#### [MATERIALS PROVIDED]

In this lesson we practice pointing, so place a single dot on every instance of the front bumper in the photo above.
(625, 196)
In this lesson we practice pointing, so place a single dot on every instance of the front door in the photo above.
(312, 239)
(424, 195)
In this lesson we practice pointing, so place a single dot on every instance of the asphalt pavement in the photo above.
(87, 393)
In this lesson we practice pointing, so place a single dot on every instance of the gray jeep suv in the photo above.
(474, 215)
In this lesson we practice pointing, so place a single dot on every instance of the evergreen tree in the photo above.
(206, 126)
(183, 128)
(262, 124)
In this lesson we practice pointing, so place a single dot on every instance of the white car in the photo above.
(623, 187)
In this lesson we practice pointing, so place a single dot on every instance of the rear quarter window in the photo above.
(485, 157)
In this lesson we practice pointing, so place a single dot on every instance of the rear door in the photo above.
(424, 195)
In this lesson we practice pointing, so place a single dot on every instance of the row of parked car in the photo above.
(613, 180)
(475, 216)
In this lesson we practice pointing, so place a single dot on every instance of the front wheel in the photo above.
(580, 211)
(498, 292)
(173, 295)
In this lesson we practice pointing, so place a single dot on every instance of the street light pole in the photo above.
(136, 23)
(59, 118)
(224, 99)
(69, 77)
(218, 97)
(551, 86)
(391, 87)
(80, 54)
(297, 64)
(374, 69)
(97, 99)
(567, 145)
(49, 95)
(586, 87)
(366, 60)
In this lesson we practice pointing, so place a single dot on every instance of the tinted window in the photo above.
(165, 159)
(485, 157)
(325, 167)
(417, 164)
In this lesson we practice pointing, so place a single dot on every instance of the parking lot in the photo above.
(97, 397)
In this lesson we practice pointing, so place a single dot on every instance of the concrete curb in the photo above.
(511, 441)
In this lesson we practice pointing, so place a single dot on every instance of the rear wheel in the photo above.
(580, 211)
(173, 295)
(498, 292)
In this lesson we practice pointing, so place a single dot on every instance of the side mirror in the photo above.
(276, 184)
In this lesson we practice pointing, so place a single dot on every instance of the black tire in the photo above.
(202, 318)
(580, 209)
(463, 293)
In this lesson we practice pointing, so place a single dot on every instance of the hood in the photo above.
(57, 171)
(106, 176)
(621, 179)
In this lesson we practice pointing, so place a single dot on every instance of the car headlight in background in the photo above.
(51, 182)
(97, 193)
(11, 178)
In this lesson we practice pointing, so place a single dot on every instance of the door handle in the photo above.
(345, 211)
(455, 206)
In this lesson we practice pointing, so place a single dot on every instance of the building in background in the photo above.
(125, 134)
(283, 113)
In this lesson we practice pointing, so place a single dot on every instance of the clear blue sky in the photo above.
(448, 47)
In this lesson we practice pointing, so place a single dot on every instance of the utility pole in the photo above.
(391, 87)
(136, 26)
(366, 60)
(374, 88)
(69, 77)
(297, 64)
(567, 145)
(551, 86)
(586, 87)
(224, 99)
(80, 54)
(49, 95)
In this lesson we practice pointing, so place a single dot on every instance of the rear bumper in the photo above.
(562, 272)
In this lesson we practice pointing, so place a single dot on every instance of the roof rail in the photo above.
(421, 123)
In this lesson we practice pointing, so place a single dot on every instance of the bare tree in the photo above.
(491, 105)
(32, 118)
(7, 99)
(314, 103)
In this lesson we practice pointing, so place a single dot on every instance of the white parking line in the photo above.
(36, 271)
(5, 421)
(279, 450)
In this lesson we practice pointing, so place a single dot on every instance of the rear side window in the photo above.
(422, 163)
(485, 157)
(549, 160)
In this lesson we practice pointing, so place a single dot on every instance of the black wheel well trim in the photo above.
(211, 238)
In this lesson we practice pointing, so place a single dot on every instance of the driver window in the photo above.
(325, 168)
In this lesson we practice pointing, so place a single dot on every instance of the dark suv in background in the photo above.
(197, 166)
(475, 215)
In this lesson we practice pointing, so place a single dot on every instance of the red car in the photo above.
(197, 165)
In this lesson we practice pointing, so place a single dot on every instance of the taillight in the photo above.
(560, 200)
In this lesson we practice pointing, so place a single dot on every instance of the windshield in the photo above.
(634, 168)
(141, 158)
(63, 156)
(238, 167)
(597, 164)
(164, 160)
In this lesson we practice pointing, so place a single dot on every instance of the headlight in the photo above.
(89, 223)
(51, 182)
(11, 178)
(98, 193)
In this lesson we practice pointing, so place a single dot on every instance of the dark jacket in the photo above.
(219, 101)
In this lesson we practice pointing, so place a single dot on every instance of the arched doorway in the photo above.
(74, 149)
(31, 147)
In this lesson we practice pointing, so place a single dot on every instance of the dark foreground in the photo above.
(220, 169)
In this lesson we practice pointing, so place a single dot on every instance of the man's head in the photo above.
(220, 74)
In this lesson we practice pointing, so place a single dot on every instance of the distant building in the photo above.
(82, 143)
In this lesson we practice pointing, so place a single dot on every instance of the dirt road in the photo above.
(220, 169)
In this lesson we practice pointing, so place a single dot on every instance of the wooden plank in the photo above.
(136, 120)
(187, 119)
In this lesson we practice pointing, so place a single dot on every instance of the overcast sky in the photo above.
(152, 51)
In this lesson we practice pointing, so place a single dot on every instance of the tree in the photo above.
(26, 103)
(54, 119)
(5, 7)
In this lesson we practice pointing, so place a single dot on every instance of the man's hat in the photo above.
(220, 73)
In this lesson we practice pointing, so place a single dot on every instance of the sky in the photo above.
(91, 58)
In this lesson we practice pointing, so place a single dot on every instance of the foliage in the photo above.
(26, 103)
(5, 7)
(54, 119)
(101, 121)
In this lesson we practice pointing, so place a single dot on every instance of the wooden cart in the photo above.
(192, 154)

#### [EXERCISE INSTRUCTIONS]
Print all the data exactly.

#### [RESULT OF THE EXERCISE]
In this lesson we practice pointing, so place a single dot on every instance of the front bumper in the photo above.
(625, 196)
In this lesson we practice pointing, so place a single dot on every instance of the front door in the photo above.
(312, 239)
(424, 195)
In this lesson we practice pointing, so place a single dot on every instance of the asphalt pavement in the photo above.
(87, 393)
In this lesson we practice pointing, so place a single dot on every instance of the gray jeep suv in the photo above.
(474, 215)
In this lesson we practice pointing, so place a single dot on every instance of the evergreen tree in the photo above.
(206, 126)
(183, 128)
(262, 124)
In this lesson we practice pointing, so place a single dot on every instance of the white car in the photo above.
(623, 187)
In this lesson we practice pointing, so place a single dot on every instance of the rear quarter window in the photo above.
(485, 157)
In this lesson we practice pointing, so place a single dot on every instance of the rear door in the photo above.
(424, 195)
In this lesson we practice pointing, so place a single dot on every instance of the row of parked car in the photo above.
(613, 180)
(475, 216)
In this lesson we practice pointing, so place a single dot on every instance of the front wheel in the photo above.
(580, 211)
(498, 292)
(173, 295)
In this lesson we practice pointing, so place a single dot on every instance of the street light pole in the photo above.
(136, 23)
(59, 118)
(224, 99)
(69, 77)
(218, 97)
(551, 86)
(391, 87)
(80, 54)
(297, 64)
(374, 69)
(97, 99)
(567, 145)
(49, 95)
(586, 87)
(366, 60)
In this lesson we practice pointing, so place a single dot on every instance of the tinted window in the photo above.
(165, 159)
(485, 157)
(325, 167)
(417, 164)
In this lesson we practice pointing, so place a single dot on every instance of the parking lot in the photo above.
(97, 397)
In this lesson we practice pointing, so place a single dot on every instance of the concrete curb in the photo above.
(511, 441)
In this lesson we practice pointing, so place a single dot on every instance of the rear wheel in the photo above.
(580, 211)
(173, 295)
(498, 292)
In this lesson we practice pointing, so place a single dot on every instance of the side mirror in the photo above.
(276, 184)
In this lesson we practice pointing, so place a single dot on every instance of the black tire in the photo above.
(202, 318)
(580, 209)
(463, 293)
In this lesson we practice pointing, so place a single dot on every instance of the hood in the photo above.
(57, 171)
(106, 176)
(621, 179)
In this lesson we practice pointing, so place a single dot on every instance of the car headlight in background in the photo above.
(51, 182)
(97, 193)
(11, 178)
In this lesson we practice pointing, so place a single dot on every instance of the door handle in the photo above.
(345, 211)
(455, 206)
In this lesson we practice pointing, so place a single dot on every instance of the building in background in the photo above.
(125, 134)
(283, 113)
In this lesson we practice pointing, so place a single dot on every instance of the clear blue sky in the photo above.
(448, 47)
In this lesson we practice pointing, so place a single dot on every instance of the utility pole in the photo above.
(391, 87)
(136, 26)
(366, 60)
(374, 88)
(69, 77)
(297, 64)
(567, 145)
(551, 86)
(586, 87)
(224, 99)
(80, 54)
(49, 95)
In this lesson we practice pointing, so place a single dot on every instance of the rear bumper in the photo above.
(562, 272)
In this lesson we practice pointing, so place a single dot on every instance of the roof rail in the photo above.
(421, 123)
In this lesson we practice pointing, so place a single dot on every instance of the bare tree in the photo above.
(491, 105)
(32, 118)
(7, 99)
(314, 103)
In this lesson we practice pointing, so place a single dot on every instance of the white parking line in the photo above.
(36, 271)
(5, 421)
(279, 450)
In this lesson we practice pointing, so place a single dot on every instance of the rear side window in the photo above.
(422, 163)
(485, 157)
(549, 160)
In this lesson we practice pointing, so place a single dot on every instance of the black wheel well trim in the photo above.
(211, 238)
In this lesson we practice pointing, so place a single dot on every instance of the driver window in the photo above.
(325, 168)
In this lesson we practice pointing, so place a single dot on every instance of the dark suv in background in the photo above.
(197, 166)
(475, 215)
In this lesson we practice pointing, so place a single dot on every instance of the red car in the photo above.
(197, 165)
In this lesson we practice pointing, so place a single dot on every instance of the taillight in the photo above.
(560, 200)
In this lesson we practice pointing, so place a single dot on every instance of the windshield in the photo above.
(634, 168)
(141, 158)
(63, 156)
(238, 167)
(597, 164)
(164, 160)
In this lesson we practice pointing, so place a single dot on every instance of the headlight in the photo above.
(89, 223)
(51, 182)
(11, 178)
(98, 193)
In this lesson we practice pointing, so place a single dot on every instance of the dark jacket in the photo above.
(219, 101)
In this lesson we practice pointing, so place a single dot on every instance of the arched doorway in the photo above.
(74, 149)
(31, 147)
In this lesson we practice pointing, so place a single dot on every instance of the dark foreground in the photo above.
(220, 169)
In this lesson we practice pointing, so place a single dot on every instance of the man's head in the photo above.
(220, 74)
In this lesson we practice pointing, so place a single dot on every instance of the distant building in the photo above.
(82, 143)
In this lesson we practice pointing, so place a single dot on every instance of the dirt road in the photo above.
(220, 169)
In this lesson we practice pointing, so place a single dot on every instance of the wooden plank in the photo above.
(136, 120)
(187, 119)
In this lesson we practice pointing, so place a single dot on every instance of the overcast sky in the photo above.
(152, 51)
In this lesson we practice pointing, so place a single dot on every instance of the tree in the photo above.
(26, 103)
(54, 119)
(5, 7)
In this lesson we practice pointing, so place a single dot on every instance of the man's hat in the photo above.
(220, 73)
In this lesson we practice pointing, so place a single dot on every instance of the sky in the photo above.
(91, 58)
In this lesson we practice pointing, so place a single dot on every instance of the foliage in the photo above.
(26, 103)
(5, 7)
(54, 119)
(101, 121)
In this lesson we practice pointing, so place a single dot on every instance of the wooden cart in the photo above.
(192, 154)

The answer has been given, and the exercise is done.